Task requirements → Leaving out every line that comes before the one containing "the white and", output the rest of the records exactly, the final line included.

** Opening Input data block **

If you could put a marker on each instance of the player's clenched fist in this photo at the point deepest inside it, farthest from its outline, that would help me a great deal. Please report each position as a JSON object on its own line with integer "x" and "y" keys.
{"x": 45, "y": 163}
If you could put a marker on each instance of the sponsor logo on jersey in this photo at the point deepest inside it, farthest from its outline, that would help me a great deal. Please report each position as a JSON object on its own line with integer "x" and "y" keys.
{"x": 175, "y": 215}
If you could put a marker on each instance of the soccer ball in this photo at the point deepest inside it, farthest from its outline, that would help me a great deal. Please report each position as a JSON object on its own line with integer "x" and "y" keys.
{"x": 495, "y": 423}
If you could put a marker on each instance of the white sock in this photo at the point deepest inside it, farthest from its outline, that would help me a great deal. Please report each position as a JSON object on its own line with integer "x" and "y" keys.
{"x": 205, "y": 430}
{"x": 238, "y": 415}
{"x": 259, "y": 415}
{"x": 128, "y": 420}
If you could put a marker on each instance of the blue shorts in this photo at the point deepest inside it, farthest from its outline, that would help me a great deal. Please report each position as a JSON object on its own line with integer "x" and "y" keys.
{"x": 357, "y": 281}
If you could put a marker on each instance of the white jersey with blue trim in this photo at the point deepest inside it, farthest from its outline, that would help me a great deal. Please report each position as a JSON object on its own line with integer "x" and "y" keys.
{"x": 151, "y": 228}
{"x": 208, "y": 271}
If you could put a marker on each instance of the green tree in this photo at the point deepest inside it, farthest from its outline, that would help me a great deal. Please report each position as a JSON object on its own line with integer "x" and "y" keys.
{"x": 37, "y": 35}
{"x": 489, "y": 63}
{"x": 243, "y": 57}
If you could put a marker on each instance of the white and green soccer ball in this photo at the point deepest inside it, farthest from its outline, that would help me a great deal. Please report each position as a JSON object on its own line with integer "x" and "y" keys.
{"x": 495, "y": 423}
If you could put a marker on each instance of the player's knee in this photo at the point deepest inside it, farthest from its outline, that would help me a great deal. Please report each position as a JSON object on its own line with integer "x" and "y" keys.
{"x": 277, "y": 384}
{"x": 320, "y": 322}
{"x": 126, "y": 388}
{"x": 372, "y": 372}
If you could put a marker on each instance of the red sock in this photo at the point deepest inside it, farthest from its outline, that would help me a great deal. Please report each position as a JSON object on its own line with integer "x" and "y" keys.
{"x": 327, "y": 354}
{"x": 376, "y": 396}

** Closing Input data block **

Answer to this exercise →
If you could put a marker on each instance of the white and green soccer ball in this photo at the point deepest inside it, farthest from its outline, that would help me a great deal. Please report each position as a JSON object on its own line with integer "x" and "y" keys.
{"x": 495, "y": 423}
If you could put a marker on each instance of the player's knee in this photo at the point deepest inside it, farthest from its outline, that would help me a great deal. Please report each position as a JSON object on its own line with integer "x" and "y" keys.
{"x": 277, "y": 384}
{"x": 320, "y": 322}
{"x": 126, "y": 388}
{"x": 372, "y": 372}
If you could put a marker on each instance of the red sock in this photo at the point deepest inside it, farthest from its outline, that would help me a great deal. Please report each position as a JSON object on its own line with integer "x" and "y" keys.
{"x": 327, "y": 354}
{"x": 376, "y": 396}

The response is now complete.